EXERCISE BRIEF →
Tally the lines of the records below that contain the string "training", treating uppercase and lowercase letters as different, and give only the number.

PROVIDED DATA →
━━━━━━
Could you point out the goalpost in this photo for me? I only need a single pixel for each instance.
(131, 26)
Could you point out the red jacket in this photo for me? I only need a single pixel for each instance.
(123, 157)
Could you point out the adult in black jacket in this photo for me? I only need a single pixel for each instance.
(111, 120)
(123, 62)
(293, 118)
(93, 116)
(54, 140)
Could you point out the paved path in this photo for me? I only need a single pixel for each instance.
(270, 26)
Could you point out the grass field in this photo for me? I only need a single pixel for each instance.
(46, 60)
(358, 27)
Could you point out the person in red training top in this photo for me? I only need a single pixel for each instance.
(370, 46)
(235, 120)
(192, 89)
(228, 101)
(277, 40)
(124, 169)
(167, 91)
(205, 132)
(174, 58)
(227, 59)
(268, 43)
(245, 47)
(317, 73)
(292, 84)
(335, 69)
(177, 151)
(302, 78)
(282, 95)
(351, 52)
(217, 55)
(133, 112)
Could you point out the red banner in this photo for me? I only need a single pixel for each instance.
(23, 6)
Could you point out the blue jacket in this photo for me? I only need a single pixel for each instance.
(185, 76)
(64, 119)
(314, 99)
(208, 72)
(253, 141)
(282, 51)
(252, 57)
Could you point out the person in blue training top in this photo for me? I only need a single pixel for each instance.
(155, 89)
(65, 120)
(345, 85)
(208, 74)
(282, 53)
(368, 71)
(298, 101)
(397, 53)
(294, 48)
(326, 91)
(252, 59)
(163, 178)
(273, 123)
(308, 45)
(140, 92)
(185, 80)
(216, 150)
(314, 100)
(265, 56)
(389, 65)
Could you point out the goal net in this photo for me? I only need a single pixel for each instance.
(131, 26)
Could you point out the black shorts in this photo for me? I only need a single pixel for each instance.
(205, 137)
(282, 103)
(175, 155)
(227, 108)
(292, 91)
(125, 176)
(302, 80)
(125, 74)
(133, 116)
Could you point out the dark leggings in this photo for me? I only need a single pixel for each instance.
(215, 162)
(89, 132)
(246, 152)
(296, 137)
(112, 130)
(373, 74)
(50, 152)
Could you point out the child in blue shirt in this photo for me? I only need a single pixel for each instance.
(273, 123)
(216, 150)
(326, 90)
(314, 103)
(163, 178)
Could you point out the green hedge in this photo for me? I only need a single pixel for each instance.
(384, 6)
━━━━━━
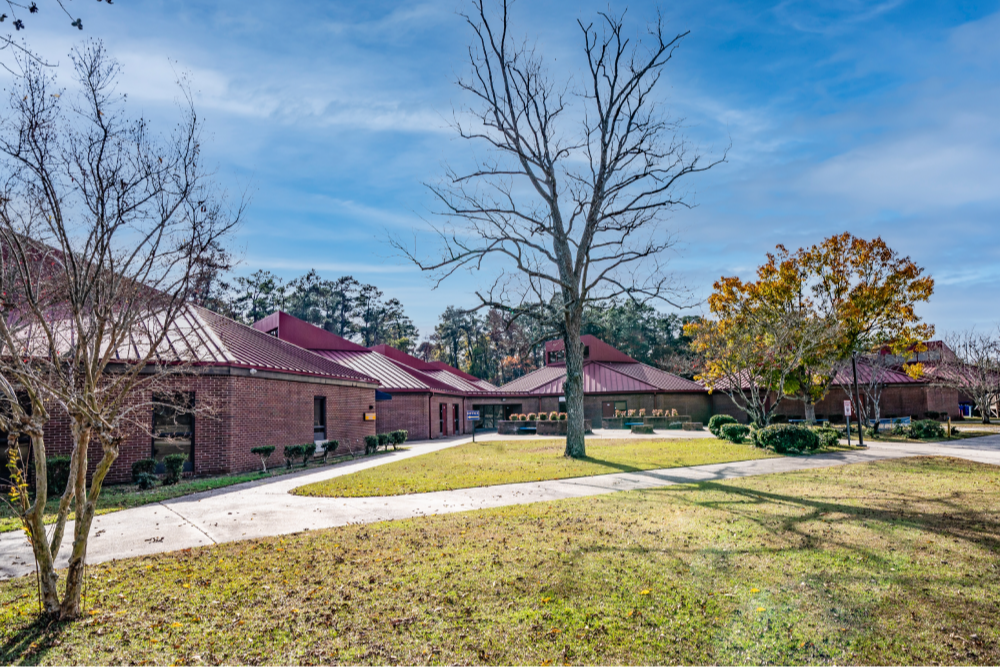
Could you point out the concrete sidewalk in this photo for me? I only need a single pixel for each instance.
━━━━━━
RESPONSE TO THE EXERCISE →
2